Working data
________________

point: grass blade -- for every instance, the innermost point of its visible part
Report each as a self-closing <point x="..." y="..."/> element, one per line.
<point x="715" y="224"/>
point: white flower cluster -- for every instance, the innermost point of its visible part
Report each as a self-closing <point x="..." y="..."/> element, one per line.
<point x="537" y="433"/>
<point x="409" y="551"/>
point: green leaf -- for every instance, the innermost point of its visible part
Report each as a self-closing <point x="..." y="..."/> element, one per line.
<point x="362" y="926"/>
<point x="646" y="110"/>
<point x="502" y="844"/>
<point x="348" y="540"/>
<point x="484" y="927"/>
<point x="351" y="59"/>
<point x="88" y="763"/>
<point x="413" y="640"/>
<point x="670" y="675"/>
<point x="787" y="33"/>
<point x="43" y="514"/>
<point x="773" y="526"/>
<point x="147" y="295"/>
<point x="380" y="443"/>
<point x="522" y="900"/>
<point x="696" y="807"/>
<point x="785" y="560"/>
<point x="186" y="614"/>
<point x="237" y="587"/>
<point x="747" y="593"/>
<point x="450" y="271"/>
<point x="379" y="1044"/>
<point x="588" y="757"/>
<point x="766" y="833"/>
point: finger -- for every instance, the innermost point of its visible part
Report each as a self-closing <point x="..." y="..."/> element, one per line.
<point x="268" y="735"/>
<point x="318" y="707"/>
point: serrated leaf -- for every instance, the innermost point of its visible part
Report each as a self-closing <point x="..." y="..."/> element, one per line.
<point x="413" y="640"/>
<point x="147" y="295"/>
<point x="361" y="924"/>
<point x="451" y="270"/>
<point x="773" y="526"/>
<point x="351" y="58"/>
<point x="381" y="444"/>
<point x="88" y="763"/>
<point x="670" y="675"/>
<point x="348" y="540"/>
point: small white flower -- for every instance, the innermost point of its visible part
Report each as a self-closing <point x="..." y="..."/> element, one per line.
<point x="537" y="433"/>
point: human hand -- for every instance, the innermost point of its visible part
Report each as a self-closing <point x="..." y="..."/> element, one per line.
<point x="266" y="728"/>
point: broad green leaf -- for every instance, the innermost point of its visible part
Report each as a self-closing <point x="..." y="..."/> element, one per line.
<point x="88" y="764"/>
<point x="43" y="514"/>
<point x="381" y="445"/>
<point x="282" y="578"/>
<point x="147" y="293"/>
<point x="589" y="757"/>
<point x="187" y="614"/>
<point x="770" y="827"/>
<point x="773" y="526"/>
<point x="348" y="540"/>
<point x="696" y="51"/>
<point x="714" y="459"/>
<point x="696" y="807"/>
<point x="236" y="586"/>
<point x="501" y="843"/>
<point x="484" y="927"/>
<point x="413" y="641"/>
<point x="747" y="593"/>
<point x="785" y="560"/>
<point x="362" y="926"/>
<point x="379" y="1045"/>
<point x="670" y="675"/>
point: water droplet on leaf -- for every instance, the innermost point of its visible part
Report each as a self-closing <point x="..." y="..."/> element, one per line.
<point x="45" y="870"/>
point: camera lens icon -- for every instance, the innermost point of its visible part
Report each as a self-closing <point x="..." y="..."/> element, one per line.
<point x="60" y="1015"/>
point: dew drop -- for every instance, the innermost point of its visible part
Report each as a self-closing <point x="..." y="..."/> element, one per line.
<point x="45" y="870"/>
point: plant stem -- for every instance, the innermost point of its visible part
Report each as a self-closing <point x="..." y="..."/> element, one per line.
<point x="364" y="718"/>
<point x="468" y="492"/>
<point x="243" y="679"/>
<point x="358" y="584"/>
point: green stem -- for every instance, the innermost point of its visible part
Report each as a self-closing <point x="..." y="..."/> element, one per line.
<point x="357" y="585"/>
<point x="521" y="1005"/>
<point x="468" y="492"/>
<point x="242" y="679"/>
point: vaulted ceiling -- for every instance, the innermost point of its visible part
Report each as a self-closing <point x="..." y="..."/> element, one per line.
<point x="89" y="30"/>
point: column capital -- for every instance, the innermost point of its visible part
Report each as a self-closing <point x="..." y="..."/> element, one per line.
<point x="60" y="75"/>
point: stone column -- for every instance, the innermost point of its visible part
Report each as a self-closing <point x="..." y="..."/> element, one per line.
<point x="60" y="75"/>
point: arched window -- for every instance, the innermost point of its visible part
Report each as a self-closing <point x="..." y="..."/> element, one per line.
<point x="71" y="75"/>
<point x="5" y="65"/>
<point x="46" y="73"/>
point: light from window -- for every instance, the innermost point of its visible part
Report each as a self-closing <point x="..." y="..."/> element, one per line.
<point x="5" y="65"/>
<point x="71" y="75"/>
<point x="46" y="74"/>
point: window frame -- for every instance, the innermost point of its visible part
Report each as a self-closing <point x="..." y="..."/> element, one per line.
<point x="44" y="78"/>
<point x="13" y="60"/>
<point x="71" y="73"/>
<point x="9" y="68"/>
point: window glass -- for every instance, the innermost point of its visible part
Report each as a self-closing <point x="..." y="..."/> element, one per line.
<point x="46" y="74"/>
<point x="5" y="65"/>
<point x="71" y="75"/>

________________

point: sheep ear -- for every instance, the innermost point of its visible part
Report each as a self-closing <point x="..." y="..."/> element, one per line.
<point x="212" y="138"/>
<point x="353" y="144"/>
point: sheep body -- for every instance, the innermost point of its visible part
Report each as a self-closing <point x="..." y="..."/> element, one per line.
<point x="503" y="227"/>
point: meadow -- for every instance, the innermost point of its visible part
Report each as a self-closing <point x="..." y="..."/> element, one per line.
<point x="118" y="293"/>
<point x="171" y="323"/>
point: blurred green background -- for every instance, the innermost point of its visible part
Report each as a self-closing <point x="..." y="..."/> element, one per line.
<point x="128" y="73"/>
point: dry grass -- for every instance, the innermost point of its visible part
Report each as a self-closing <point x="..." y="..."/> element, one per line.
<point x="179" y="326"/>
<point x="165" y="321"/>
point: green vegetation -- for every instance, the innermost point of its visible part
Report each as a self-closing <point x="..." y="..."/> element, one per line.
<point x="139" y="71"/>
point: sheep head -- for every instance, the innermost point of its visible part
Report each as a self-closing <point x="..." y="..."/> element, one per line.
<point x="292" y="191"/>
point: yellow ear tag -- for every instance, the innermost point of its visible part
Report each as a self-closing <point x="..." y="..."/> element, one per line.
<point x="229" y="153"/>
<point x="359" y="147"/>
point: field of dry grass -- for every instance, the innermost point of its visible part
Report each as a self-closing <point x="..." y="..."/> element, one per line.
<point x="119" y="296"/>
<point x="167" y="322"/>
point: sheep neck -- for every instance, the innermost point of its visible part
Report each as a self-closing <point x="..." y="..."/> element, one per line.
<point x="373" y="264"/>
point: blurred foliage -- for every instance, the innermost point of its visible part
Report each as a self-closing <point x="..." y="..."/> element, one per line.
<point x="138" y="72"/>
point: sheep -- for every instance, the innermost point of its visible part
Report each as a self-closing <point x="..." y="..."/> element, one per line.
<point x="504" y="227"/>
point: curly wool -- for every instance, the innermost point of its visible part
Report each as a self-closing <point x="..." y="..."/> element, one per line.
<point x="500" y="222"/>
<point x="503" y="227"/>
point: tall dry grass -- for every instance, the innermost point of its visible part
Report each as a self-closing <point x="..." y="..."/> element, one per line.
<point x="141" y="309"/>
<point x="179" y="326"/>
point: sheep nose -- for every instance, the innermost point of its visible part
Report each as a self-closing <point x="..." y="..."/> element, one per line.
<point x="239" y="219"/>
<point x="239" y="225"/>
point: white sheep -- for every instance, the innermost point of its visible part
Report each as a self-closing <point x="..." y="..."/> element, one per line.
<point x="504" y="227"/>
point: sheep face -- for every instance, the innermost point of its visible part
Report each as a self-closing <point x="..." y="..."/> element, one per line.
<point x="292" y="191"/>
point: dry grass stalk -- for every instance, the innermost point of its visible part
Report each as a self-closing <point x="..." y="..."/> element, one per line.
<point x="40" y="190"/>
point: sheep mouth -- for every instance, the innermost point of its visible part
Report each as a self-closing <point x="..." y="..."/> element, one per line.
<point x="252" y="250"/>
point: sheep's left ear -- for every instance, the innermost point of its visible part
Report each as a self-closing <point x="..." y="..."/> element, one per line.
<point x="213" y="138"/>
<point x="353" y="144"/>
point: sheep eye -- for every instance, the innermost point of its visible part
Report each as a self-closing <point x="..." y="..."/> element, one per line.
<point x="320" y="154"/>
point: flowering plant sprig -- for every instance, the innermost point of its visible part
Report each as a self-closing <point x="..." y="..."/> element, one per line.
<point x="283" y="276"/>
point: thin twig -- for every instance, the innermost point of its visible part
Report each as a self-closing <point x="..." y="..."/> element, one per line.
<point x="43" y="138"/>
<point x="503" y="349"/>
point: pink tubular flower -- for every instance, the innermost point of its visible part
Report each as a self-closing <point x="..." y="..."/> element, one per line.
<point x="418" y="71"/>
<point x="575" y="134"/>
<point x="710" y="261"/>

________________

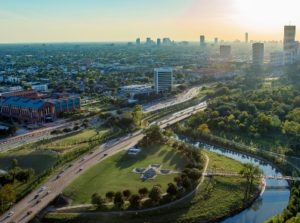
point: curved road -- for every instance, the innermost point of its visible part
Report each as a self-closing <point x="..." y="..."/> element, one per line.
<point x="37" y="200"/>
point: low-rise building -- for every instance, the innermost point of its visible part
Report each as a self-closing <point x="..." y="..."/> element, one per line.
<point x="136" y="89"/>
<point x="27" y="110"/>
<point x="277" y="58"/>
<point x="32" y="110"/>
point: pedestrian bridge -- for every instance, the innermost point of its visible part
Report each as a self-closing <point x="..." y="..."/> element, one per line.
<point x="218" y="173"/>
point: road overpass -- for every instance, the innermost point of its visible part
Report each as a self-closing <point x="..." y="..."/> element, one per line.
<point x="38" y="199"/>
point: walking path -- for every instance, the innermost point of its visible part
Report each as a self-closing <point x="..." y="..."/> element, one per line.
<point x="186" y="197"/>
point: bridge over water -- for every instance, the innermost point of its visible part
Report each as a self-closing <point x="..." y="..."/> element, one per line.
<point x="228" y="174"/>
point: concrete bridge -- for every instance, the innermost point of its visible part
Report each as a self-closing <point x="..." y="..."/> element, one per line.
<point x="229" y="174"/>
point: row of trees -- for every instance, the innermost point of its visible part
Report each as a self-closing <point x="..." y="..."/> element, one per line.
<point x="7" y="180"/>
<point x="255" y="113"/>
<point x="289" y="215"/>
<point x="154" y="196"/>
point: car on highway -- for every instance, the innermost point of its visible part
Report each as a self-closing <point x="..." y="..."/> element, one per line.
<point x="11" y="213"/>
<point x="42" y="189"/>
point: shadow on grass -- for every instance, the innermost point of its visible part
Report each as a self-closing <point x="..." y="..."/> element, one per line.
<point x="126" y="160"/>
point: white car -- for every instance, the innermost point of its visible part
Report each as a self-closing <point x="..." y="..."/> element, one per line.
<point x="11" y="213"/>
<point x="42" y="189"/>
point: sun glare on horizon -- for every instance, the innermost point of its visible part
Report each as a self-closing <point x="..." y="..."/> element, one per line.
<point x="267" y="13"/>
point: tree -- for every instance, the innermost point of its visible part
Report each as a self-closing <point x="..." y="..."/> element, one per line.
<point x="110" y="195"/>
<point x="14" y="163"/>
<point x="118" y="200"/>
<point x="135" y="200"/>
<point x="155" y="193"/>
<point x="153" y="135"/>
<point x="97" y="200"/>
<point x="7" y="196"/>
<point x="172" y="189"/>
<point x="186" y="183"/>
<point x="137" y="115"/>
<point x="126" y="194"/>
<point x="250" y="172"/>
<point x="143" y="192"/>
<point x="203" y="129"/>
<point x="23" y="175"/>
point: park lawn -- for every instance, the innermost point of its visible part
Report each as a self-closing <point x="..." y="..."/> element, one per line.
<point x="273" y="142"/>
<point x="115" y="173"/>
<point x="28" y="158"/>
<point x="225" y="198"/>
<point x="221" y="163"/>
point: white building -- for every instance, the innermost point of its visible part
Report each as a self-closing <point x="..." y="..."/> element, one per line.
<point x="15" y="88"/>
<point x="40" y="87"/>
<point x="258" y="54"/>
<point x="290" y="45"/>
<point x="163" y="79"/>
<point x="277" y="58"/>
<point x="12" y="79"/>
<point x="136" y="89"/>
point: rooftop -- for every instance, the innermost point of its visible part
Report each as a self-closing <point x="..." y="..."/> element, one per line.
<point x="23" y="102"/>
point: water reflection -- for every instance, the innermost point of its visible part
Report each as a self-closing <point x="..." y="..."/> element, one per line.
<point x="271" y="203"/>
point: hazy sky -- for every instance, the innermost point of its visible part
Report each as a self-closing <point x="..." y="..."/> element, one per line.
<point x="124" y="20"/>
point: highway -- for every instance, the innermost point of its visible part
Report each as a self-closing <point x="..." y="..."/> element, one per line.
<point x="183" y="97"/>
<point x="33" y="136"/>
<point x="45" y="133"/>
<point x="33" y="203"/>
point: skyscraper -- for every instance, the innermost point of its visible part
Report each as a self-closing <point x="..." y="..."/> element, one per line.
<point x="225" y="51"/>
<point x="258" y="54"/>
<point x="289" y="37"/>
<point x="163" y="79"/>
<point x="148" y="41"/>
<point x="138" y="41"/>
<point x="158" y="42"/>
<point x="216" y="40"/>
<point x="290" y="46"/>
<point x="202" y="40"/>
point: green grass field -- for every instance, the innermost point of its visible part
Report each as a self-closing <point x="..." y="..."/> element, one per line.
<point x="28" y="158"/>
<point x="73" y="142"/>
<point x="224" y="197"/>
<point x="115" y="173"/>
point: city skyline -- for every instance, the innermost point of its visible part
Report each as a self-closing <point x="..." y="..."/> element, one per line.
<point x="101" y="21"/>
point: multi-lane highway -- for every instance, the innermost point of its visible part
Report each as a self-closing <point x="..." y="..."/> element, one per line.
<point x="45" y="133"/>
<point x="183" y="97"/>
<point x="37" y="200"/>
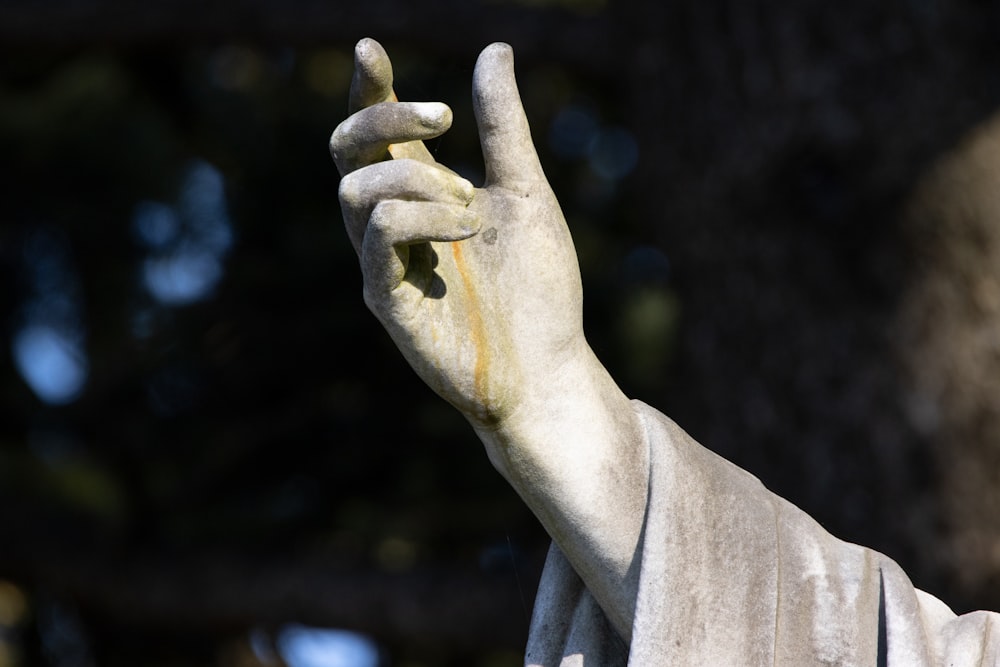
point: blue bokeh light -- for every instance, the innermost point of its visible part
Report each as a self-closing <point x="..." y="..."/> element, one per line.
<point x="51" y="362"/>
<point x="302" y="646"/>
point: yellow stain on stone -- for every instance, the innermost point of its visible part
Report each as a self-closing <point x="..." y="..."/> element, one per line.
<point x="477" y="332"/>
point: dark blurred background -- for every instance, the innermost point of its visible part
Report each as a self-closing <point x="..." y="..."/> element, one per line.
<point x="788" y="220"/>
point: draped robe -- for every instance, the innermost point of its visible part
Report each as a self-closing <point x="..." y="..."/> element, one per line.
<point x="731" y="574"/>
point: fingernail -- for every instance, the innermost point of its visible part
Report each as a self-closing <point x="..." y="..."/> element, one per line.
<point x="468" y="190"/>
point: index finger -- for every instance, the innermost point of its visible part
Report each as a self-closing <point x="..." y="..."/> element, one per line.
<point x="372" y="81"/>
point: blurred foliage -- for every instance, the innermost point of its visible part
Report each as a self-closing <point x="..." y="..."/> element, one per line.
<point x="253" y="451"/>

________________

Your task
Please pick out every line of the material above that contains the word "plant" and copy each one.

Task response
point: plant stem -- for every instance, the innermost point of its visible part
point: flowering plant sprig -- for every instance, the innermost point of its visible part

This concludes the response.